<<<<

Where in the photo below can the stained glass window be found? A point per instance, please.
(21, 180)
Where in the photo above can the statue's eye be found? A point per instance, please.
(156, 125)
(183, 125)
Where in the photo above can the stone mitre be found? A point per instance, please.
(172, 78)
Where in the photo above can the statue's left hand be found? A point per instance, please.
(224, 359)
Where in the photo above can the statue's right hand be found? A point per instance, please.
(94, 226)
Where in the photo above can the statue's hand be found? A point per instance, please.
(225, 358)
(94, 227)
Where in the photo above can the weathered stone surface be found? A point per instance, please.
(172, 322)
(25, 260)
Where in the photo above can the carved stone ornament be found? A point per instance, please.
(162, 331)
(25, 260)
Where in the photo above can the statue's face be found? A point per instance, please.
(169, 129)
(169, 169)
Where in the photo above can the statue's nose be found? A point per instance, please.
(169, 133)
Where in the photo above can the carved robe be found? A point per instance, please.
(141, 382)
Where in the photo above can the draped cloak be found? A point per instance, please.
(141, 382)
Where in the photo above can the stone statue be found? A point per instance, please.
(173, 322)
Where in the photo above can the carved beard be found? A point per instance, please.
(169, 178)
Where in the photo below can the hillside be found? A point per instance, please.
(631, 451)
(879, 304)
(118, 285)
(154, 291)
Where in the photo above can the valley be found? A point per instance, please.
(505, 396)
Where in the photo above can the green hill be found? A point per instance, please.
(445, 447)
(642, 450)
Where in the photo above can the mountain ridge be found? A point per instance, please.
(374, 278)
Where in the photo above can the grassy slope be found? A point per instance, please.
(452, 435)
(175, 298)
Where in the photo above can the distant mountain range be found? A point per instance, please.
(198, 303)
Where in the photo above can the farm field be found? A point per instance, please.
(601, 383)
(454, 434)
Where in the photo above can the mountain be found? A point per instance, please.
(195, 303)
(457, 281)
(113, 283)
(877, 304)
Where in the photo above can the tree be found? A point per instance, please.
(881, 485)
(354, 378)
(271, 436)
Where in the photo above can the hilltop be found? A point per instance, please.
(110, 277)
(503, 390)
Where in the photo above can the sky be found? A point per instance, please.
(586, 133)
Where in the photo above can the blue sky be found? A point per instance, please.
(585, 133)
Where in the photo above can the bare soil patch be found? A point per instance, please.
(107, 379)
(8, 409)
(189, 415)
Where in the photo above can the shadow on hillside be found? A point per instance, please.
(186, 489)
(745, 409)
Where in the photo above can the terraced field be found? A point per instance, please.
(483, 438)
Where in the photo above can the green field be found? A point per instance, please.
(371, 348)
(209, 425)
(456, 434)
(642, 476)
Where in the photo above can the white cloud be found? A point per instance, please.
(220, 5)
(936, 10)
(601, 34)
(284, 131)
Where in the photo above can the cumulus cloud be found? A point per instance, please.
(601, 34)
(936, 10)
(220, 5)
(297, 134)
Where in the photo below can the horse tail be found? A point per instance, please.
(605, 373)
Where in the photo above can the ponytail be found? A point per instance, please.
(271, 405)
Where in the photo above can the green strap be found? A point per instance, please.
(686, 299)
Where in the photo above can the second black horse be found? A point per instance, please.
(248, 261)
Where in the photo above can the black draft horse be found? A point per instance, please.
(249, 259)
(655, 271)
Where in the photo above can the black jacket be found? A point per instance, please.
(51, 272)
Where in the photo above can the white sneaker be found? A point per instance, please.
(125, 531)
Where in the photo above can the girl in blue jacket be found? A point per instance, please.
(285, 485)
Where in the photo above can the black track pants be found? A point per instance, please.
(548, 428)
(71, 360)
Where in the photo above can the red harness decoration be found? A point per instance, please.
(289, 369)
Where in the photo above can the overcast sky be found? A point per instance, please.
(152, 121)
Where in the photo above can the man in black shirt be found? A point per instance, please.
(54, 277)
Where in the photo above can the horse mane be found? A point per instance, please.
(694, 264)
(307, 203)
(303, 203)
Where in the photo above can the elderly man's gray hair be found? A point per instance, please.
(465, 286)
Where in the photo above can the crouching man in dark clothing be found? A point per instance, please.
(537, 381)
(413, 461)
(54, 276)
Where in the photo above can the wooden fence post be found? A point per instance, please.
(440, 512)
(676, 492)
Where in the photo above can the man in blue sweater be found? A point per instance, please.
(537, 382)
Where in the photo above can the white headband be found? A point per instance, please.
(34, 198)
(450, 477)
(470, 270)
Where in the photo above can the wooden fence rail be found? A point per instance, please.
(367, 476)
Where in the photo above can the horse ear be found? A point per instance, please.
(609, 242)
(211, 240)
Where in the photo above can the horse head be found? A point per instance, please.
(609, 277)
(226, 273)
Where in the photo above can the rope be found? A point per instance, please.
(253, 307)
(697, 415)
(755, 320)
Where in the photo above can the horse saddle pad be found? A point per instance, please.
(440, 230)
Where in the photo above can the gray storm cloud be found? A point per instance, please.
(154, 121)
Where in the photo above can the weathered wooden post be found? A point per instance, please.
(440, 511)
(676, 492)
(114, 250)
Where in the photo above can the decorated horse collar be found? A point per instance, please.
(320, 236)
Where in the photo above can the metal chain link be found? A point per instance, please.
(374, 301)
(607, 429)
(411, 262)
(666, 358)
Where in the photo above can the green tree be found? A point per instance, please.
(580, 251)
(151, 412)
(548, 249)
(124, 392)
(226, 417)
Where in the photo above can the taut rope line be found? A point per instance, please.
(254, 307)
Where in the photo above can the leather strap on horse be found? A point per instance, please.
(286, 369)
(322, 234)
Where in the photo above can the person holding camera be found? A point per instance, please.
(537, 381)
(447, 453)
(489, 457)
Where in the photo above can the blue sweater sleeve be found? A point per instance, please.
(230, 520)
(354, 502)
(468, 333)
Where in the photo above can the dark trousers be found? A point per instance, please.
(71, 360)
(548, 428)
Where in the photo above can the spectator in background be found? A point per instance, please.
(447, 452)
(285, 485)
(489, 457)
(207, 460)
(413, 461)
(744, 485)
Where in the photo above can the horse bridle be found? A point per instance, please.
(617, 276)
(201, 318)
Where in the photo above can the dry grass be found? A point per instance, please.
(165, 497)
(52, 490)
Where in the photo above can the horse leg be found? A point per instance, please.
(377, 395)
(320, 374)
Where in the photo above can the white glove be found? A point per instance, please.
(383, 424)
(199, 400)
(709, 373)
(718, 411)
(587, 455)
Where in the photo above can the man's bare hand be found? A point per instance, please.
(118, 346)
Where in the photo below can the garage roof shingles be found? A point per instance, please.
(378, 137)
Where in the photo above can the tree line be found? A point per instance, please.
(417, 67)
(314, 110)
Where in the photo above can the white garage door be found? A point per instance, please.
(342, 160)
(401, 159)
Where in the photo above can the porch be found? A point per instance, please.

>>>>

* Given task
Return all of the entries exactly as written.

* Result
Where in the photo below can the stained glass window be found? A point per instance, please.
(21, 180)
Where in the photo above can the statue's eye be found? A point per instance, please.
(156, 125)
(183, 125)
Where in the photo above can the stone mitre be found? A point per instance, please.
(172, 78)
Where in the photo above can the statue's left hand be found? A point per instance, please.
(224, 359)
Where in the photo above can the statue's right hand be found? A point per instance, please.
(94, 226)
Where in the photo above can the statue's hand be found? A point per instance, please.
(225, 358)
(94, 227)
Where in the photo above can the weathered stone surface be found? A point per instance, please.
(172, 322)
(25, 260)
Where in the photo above can the carved stone ornament be found? A point per instance, please.
(162, 331)
(25, 260)
Where in the photo above can the statue's face be found? A point per instance, please.
(169, 129)
(169, 169)
Where in the photo above can the statue's nose be found? A point per instance, please.
(169, 133)
Where in the photo above can the carved robe be found? A point per instance, please.
(141, 382)
Where in the photo above can the draped cloak be found? A point per instance, please.
(141, 382)
Where in the photo above can the stone statue be found? A point per instance, please.
(173, 322)
Where in the photo above can the carved beard be found? A point per instance, please.
(169, 178)
Where in the photo below can the hillside be found? A point per instance, please.
(631, 451)
(879, 304)
(118, 285)
(154, 291)
Where in the photo above can the valley be found? A point per instance, please.
(505, 396)
Where in the photo above can the green hill be found? A point per instance, please.
(445, 447)
(642, 450)
Where in the photo above can the mountain ridge be found? A point per instance, please.
(374, 278)
Where in the photo above can the grassy slope be found? A point per instance, please.
(452, 435)
(175, 298)
Where in the photo above can the distant mountain range be found? A point per instance, please.
(198, 303)
Where in the photo above can the farm field be found? A point per instance, please.
(601, 383)
(454, 434)
Where in the photo above can the mountain be found? A point per instance, please.
(195, 303)
(457, 281)
(113, 283)
(877, 304)
Where in the photo above can the tree be found? A point per instance, please.
(881, 485)
(354, 378)
(271, 436)
Where in the photo above can the hilltop be found? A point per instance, please.
(110, 277)
(503, 390)
Where in the photo above can the sky be found? A point per instance, please.
(586, 133)
Where in the photo above can the blue sky be found? A point per instance, please.
(585, 133)
Where in the photo above can the bare soil patch be found? A point per instance, please.
(107, 379)
(8, 409)
(189, 415)
Where in the photo above can the shadow on hillside be found? A point per instance, please.
(186, 489)
(745, 409)
Where in the photo above can the terraced field be found? A point per instance, please.
(483, 438)
Where in the photo above can the green field be found? A point per instance, please.
(371, 348)
(209, 425)
(456, 434)
(642, 476)
Where in the photo above can the white cloud be found? A point per instance, please.
(220, 5)
(936, 10)
(601, 34)
(284, 131)
Where in the photo above can the cumulus cloud be found? A point per instance, please.
(601, 34)
(936, 10)
(220, 5)
(297, 134)
Where in the photo below can the horse tail be found? A point per instance, please.
(605, 373)
Where in the photo above can the ponytail be found? A point per instance, please.
(271, 405)
Where in the photo above can the green strap be found? A point per instance, please.
(686, 299)
Where in the photo above can the second black horse be found? A point per instance, please.
(248, 261)
Where in the photo above can the black draft horse be found? A point per instance, please.
(249, 259)
(655, 271)
Where in the photo above can the black jacket be found? A point per instance, please.
(51, 272)
Where in the photo above can the white sneaker be found? A point per instance, please.
(125, 531)
Where in the photo above can the girl in blue jacket be found? A point per instance, please.
(285, 485)
Where in the photo above can the black track pants be found? A point per instance, please.
(548, 428)
(71, 360)
Where in the photo above can the red harness decoration be found? A point per instance, please.
(289, 369)
Where in the photo above can the overcast sky be found? A point per instance, please.
(152, 121)
Where in the photo above can the man in black shirt be found? A point per instance, please.
(54, 277)
Where in the photo above can the horse mane be found? A point per instance, please.
(694, 264)
(307, 203)
(303, 203)
Where in the photo above can the elderly man's gray hair be found? A point per instance, please.
(465, 286)
Where in the photo above can the crouching man in dark clothing be found? A point per instance, please.
(537, 381)
(413, 461)
(54, 276)
Where in the photo above can the wooden fence post be found? A point per instance, please.
(440, 512)
(676, 492)
Where in the photo above can the man in blue sweater be found? A point per instance, please.
(537, 382)
Where in the photo above can the white headband be found? A point per instance, please.
(34, 198)
(450, 477)
(470, 270)
Where in the photo above can the wooden fence rail be found? A point per instance, please.
(367, 476)
Where in the photo above can the horse ear be found? A point per instance, please.
(609, 242)
(211, 240)
Where in the photo above can the horse head be found? A point per instance, please.
(609, 277)
(226, 273)
Where in the photo above can the rope be found? A point per instance, please.
(253, 307)
(697, 415)
(755, 320)
Where in the photo above can the horse saddle pad be found? A point per instance, please.
(440, 230)
Where in the photo above can the gray storm cloud be found? A point per instance, please.
(154, 121)
Where in the photo above can the weathered wooden post be found? A point per instance, please.
(440, 511)
(676, 492)
(114, 250)
Where in the photo above can the decorated horse collar be found? A point per instance, please.
(320, 236)
Where in the photo above can the metal chain link be found? A point per instance, please.
(374, 301)
(607, 429)
(411, 262)
(666, 358)
Where in the photo above can the green tree be found? A point per instance, please.
(580, 251)
(151, 412)
(548, 249)
(124, 392)
(226, 417)
Where in the photo above can the taut rope line be found? A point per instance, please.
(254, 307)
Where in the photo above can the leather strap on horse be found? A point per instance, please.
(286, 369)
(322, 234)
Where in the photo above can the person holding camera be found? A point per instance, please.
(537, 381)
(447, 453)
(489, 457)
Where in the photo above can the blue sweater sleeve be found? A point per instance, please.
(230, 520)
(354, 502)
(468, 333)
Where in the photo above can the dark trousers be found? A point per instance, please.
(71, 360)
(548, 428)
Where in the photo above can the spectator in background be found? A point per instance, please.
(447, 452)
(285, 485)
(489, 457)
(207, 460)
(413, 461)
(744, 485)
Where in the photo above can the horse bridle be found? A point per instance, please.
(617, 276)
(201, 318)
Where in the photo above can the dry grass be found? A point per instance, please.
(165, 497)
(52, 490)
Where in the photo above can the horse leg be found? A point per instance, please.
(377, 395)
(320, 374)
Where in the photo above can the white glove be found? A point per instance, please.
(383, 424)
(199, 400)
(709, 373)
(718, 411)
(587, 455)
Where in the photo above can the man's bare hand be found? A point per instance, please.
(118, 346)
Where in the photo below can the garage roof shingles be found? A point per instance, please.
(378, 137)
Where in the photo above can the tree line be found? A point per instance, please.
(417, 67)
(314, 110)
Where in the photo above can the white garage door be found? A point per instance, please.
(342, 160)
(401, 159)
Where in the photo above can the porch be found? A point per instance, please.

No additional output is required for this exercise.